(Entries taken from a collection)
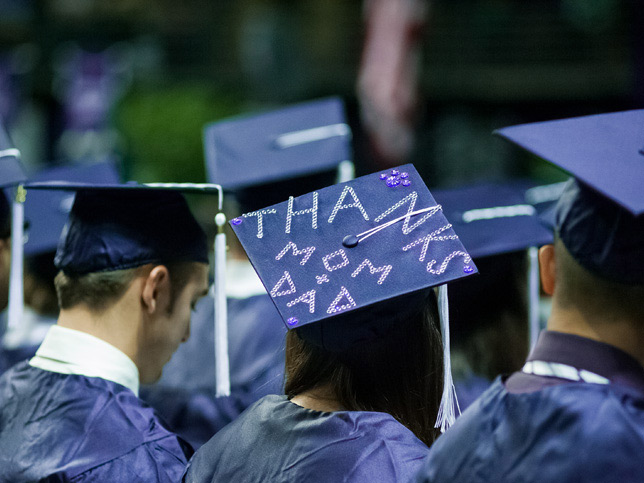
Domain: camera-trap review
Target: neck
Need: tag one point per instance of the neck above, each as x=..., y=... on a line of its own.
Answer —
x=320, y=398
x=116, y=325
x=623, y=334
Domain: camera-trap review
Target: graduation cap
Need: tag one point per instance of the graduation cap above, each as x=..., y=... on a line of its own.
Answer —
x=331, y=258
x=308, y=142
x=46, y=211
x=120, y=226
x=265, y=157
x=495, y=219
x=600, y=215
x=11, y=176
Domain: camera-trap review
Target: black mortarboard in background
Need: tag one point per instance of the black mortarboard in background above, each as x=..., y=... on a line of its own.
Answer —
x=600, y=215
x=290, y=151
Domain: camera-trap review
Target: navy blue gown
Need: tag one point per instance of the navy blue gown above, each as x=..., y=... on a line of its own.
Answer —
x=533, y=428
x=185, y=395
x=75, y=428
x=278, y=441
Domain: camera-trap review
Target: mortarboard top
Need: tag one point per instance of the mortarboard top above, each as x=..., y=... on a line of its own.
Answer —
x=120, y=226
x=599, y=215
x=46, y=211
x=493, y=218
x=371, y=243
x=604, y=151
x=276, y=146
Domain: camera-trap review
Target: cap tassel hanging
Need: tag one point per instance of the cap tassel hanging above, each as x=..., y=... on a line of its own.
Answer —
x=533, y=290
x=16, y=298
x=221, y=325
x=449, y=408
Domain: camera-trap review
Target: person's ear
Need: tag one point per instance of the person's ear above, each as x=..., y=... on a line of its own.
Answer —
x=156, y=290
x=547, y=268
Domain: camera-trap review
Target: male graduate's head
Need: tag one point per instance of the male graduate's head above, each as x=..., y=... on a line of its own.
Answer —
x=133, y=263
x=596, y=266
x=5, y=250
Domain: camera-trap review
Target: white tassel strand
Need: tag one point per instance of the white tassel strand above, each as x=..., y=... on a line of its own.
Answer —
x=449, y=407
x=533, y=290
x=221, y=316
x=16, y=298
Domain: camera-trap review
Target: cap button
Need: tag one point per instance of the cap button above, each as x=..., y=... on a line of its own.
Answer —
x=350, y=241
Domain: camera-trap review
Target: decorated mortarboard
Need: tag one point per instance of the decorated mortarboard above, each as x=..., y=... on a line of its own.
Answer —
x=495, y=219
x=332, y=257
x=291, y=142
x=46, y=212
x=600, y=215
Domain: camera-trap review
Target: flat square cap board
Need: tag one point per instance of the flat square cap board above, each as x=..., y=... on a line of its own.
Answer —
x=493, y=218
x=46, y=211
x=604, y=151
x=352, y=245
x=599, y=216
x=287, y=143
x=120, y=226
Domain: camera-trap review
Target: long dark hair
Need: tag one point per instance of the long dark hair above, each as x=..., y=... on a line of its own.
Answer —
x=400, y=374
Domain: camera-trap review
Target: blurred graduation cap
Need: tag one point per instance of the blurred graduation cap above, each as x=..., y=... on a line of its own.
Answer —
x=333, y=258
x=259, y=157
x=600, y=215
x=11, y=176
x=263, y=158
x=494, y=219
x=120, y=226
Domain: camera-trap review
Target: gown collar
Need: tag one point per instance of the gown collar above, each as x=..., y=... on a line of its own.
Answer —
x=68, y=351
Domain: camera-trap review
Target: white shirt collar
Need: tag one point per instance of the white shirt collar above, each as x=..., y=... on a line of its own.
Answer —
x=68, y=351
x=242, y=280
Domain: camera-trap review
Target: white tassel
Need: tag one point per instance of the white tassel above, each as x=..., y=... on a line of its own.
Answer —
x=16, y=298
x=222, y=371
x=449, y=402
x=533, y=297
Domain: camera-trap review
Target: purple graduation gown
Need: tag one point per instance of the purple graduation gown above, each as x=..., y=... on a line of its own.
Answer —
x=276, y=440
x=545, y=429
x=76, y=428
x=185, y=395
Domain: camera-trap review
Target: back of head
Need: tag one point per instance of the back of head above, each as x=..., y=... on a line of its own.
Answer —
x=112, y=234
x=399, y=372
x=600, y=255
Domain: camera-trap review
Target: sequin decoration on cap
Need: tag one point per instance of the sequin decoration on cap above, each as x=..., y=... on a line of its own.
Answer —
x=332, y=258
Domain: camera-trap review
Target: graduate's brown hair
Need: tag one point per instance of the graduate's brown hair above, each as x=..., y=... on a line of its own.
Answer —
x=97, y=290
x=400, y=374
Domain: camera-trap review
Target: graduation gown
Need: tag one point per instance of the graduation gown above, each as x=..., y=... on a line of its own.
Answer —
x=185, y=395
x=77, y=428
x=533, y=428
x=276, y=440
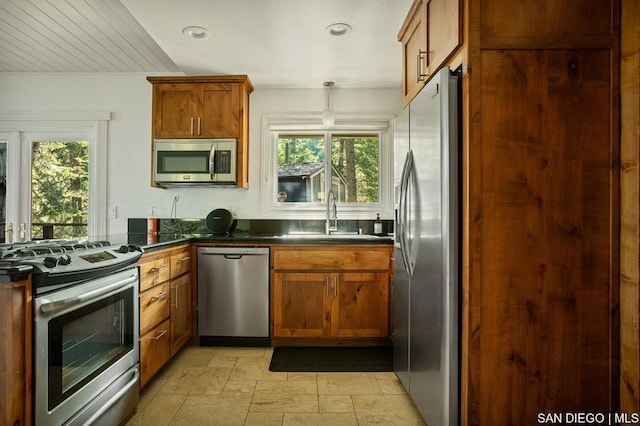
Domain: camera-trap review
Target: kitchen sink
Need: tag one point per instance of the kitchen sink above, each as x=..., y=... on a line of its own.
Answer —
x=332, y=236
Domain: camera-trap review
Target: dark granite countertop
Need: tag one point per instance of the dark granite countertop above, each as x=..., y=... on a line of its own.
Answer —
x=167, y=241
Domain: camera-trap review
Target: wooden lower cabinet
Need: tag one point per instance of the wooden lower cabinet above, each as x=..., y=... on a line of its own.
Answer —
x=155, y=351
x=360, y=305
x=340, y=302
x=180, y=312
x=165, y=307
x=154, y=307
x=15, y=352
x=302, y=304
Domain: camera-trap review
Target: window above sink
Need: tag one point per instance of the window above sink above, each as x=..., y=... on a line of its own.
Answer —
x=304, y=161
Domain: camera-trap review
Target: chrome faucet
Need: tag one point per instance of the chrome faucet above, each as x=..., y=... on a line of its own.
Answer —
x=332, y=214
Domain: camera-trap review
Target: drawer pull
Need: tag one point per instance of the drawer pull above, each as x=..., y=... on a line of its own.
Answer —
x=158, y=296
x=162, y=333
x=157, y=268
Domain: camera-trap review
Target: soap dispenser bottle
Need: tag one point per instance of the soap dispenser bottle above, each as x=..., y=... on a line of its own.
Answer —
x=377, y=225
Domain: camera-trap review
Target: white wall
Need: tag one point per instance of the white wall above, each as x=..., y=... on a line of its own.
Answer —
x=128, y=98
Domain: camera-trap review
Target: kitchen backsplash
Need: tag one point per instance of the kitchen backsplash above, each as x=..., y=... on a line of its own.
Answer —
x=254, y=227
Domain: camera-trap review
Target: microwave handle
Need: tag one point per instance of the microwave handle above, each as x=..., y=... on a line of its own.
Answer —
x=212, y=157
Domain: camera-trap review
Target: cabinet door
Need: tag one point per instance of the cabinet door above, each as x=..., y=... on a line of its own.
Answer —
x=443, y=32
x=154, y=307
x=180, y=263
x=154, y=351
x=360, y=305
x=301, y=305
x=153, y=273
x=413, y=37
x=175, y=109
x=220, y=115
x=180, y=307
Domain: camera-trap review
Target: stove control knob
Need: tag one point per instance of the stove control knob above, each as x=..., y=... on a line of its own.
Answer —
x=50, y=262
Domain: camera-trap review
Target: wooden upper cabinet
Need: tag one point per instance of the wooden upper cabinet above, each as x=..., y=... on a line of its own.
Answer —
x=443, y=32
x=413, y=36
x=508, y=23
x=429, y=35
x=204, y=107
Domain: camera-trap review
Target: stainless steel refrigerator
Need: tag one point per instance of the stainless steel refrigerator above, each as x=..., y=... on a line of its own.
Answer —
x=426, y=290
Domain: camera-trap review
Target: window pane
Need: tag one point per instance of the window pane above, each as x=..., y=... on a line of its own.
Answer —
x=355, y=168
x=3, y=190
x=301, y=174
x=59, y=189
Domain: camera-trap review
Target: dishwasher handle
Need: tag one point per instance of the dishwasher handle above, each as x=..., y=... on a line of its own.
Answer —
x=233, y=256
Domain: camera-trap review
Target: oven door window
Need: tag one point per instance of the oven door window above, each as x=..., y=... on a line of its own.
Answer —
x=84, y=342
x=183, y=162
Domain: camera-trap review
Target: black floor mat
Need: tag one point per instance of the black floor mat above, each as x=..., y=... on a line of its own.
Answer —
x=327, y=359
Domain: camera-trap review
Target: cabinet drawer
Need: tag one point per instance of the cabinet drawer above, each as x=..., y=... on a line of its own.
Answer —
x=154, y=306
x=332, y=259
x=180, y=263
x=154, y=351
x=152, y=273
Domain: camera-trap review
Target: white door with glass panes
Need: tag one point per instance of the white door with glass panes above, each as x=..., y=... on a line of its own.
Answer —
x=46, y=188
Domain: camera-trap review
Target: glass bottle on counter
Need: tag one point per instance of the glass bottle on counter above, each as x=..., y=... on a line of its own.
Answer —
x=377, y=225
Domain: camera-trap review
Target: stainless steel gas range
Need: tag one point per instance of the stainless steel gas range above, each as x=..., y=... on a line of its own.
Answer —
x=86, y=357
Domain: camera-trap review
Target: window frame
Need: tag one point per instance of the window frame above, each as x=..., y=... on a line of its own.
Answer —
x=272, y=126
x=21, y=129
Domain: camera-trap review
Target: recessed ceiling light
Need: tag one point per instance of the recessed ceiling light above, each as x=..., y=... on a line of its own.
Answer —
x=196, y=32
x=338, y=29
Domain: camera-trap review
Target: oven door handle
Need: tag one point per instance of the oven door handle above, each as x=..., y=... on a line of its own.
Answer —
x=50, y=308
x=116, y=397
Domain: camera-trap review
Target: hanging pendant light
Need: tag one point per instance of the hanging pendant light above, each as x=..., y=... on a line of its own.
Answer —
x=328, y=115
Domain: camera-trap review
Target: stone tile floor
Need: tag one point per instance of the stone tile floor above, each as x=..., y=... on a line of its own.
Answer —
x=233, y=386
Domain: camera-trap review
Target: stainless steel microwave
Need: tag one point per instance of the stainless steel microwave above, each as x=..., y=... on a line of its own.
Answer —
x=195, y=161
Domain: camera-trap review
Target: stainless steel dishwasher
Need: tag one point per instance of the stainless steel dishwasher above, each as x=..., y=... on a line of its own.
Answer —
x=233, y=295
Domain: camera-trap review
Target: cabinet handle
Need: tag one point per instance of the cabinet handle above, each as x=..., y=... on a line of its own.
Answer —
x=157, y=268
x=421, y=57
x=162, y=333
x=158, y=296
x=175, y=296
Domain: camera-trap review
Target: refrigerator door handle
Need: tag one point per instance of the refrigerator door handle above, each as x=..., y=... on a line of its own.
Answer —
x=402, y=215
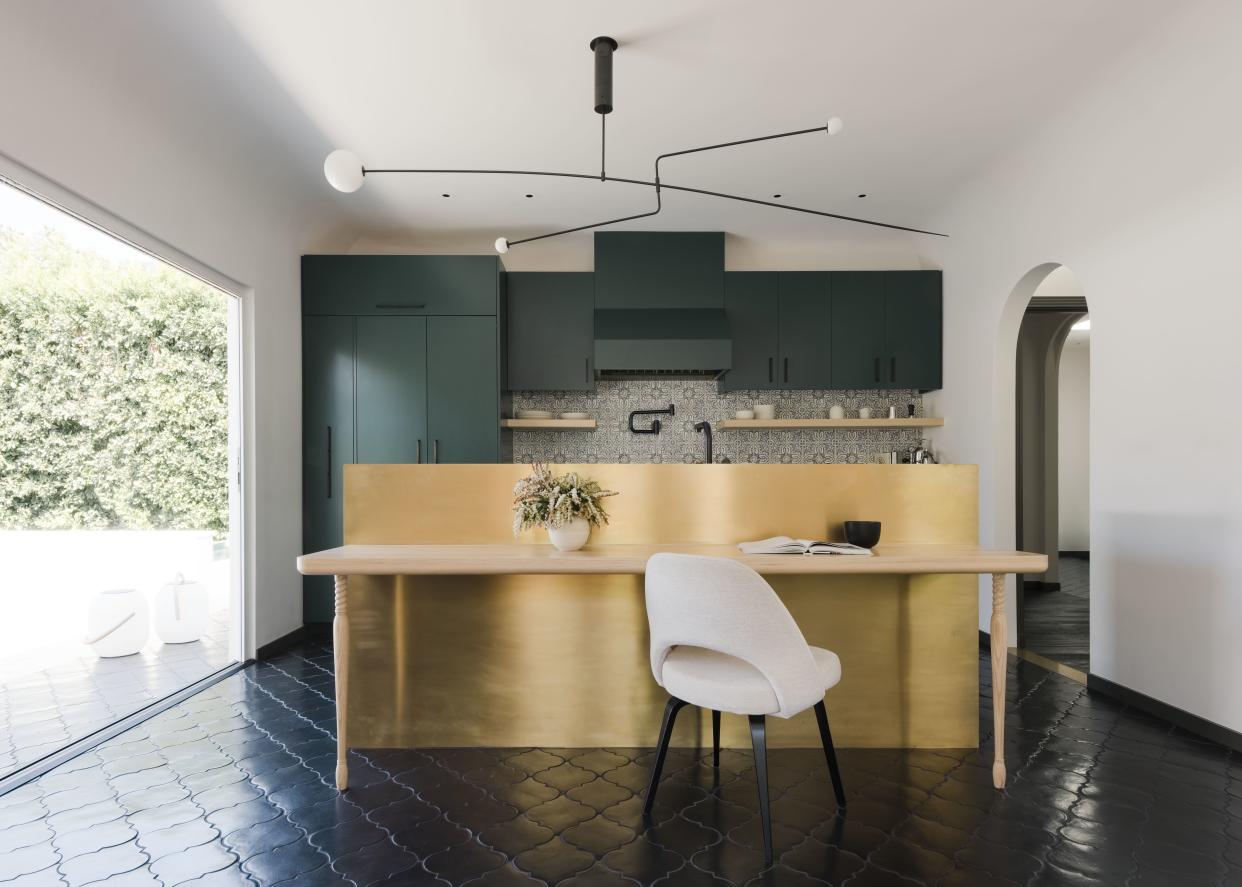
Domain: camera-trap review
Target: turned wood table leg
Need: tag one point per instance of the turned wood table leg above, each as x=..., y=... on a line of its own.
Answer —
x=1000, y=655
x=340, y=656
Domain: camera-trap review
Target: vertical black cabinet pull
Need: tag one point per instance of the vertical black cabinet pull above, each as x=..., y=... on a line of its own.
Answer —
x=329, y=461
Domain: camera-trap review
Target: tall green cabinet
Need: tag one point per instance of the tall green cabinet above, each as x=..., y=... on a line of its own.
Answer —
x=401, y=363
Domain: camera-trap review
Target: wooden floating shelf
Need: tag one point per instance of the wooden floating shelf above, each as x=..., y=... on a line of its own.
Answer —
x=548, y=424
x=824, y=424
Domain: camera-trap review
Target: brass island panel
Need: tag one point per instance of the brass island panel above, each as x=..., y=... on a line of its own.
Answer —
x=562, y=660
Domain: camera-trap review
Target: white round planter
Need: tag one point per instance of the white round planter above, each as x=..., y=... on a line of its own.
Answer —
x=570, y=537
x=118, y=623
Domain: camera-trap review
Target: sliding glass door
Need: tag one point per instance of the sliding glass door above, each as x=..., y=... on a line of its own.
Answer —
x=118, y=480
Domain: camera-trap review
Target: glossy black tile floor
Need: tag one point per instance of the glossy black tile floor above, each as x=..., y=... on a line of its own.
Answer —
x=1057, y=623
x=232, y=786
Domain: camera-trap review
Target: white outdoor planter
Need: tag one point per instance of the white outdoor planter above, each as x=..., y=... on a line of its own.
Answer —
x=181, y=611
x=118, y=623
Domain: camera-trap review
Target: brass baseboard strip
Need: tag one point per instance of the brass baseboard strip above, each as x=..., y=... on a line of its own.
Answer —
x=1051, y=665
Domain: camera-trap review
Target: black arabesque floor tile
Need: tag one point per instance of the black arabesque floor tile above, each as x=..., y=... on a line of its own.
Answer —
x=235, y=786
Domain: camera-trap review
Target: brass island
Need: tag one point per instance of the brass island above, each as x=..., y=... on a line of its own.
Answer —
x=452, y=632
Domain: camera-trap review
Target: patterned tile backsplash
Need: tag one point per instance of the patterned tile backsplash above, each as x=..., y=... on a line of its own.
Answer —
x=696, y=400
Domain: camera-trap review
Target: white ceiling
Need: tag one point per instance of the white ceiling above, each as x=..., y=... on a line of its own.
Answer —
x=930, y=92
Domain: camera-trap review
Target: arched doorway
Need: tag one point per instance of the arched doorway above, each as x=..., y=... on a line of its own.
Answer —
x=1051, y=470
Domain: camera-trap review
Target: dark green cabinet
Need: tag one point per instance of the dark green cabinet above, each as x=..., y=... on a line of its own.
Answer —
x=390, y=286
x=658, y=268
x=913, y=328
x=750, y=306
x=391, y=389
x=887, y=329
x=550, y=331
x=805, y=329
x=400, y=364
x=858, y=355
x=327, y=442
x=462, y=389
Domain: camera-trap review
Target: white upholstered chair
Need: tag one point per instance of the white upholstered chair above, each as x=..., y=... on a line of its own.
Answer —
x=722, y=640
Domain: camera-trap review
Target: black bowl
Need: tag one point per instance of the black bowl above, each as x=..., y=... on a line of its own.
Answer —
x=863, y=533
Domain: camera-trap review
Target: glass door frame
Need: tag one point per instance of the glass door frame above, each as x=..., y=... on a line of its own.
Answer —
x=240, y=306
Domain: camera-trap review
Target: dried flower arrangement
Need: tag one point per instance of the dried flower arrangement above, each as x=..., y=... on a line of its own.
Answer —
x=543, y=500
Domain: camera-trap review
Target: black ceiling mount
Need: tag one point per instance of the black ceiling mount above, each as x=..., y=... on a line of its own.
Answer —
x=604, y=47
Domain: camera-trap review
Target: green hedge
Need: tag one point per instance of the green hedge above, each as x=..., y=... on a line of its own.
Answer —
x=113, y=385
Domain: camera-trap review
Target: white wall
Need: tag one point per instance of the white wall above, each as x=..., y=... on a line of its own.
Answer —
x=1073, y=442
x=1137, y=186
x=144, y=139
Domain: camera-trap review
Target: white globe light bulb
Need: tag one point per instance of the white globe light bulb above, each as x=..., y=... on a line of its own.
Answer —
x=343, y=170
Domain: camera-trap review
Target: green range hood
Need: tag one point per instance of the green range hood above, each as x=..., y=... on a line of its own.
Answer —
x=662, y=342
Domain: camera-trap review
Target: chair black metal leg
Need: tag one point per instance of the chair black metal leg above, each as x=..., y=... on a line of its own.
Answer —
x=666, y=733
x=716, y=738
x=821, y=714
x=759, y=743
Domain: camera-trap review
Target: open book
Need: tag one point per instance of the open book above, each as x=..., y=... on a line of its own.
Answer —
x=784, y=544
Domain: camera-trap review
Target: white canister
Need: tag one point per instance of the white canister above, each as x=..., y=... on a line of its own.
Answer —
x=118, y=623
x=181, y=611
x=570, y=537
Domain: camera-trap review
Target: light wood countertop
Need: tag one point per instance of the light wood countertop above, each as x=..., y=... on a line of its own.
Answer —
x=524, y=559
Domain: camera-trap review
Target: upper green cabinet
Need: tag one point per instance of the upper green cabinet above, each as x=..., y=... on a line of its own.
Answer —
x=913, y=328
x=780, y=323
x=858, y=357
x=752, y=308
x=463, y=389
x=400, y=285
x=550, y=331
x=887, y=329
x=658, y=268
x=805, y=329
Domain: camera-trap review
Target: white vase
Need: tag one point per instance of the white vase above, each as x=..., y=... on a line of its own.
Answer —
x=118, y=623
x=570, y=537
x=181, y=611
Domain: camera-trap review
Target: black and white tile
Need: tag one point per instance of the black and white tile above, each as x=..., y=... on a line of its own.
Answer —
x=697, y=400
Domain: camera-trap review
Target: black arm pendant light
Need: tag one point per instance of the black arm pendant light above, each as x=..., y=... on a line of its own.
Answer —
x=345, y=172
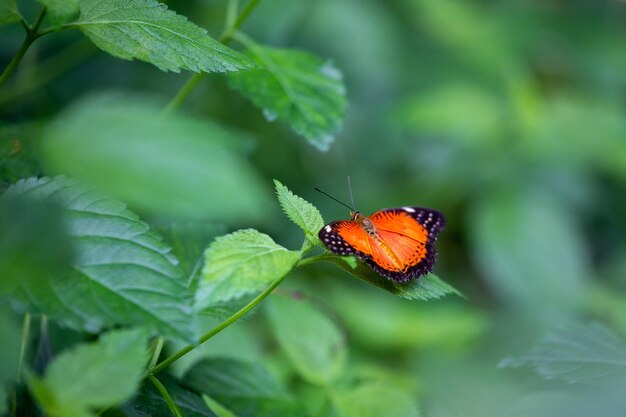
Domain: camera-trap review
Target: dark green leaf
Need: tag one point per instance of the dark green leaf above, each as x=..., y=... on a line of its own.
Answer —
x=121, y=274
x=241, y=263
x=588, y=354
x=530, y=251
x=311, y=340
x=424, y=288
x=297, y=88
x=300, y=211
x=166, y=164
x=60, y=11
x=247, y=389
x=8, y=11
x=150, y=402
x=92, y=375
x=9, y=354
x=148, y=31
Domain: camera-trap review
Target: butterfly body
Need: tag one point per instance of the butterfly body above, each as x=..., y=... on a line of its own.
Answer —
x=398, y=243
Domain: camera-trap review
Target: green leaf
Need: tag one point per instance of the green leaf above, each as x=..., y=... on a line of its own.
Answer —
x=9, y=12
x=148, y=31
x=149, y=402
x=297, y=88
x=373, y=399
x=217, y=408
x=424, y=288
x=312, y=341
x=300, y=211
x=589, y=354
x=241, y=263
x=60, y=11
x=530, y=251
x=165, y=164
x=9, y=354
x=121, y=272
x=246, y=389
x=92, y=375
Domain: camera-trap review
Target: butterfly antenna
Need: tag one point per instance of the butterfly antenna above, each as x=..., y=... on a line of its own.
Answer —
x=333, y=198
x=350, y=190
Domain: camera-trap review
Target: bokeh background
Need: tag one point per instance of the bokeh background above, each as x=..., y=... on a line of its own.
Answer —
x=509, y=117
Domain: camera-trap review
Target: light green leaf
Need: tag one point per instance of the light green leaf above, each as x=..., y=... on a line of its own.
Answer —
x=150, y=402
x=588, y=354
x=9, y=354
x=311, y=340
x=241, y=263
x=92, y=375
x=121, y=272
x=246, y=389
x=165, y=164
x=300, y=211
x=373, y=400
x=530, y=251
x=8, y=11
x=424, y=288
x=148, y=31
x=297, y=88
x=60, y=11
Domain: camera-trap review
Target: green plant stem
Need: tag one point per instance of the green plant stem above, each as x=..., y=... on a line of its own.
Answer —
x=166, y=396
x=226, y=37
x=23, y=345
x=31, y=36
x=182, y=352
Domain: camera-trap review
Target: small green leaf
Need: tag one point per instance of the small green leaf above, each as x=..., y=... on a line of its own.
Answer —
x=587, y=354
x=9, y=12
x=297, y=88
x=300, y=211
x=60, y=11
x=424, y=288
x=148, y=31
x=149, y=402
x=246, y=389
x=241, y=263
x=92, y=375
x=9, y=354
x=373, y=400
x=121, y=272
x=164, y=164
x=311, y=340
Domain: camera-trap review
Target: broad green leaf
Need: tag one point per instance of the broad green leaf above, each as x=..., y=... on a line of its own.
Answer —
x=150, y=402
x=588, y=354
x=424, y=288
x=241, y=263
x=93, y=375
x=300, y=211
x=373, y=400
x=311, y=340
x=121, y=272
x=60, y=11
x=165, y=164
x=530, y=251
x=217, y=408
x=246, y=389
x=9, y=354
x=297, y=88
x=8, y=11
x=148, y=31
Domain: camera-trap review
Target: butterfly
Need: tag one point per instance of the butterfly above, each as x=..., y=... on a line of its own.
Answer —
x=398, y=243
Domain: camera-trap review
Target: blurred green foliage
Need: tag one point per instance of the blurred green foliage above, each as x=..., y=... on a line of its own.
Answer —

- _Given exercise_
Reproduce the items line for line, from their beginning through the line holding "x=276, y=146", inclusive. Leave the pictures out of your copy.

- _Response to this task_
Domain: camera-trap review
Target: neck
Need: tag one point per instance of the neck above, each as x=..., y=... on a line of its own.
Answer —
x=320, y=398
x=116, y=325
x=623, y=334
Domain: camera-trap review
Target: graduation cap
Need: tag one point per instance of the graduation cap above, each as x=..., y=... on a line of its own.
Answer —
x=331, y=258
x=308, y=142
x=46, y=211
x=120, y=226
x=265, y=157
x=495, y=219
x=600, y=215
x=11, y=176
Domain: camera-trap review
Target: black mortarboard in background
Need: tag one point per instance of the black mortarboard in background above, each as x=..., y=... on a line of its own.
Answer —
x=600, y=215
x=290, y=151
Domain: camera-trap review
Target: navy blue gown
Need: tag one point per instance of the navy blue gown above, each as x=..., y=... on a line of its own.
Answer —
x=533, y=428
x=185, y=395
x=75, y=428
x=278, y=441
Domain: camera-trap review
Target: mortarboard top
Need: tag one point per instance of the mortarboard top above, each as x=..., y=... on a line of its own.
Answer —
x=120, y=226
x=599, y=215
x=46, y=211
x=493, y=218
x=371, y=243
x=604, y=151
x=276, y=146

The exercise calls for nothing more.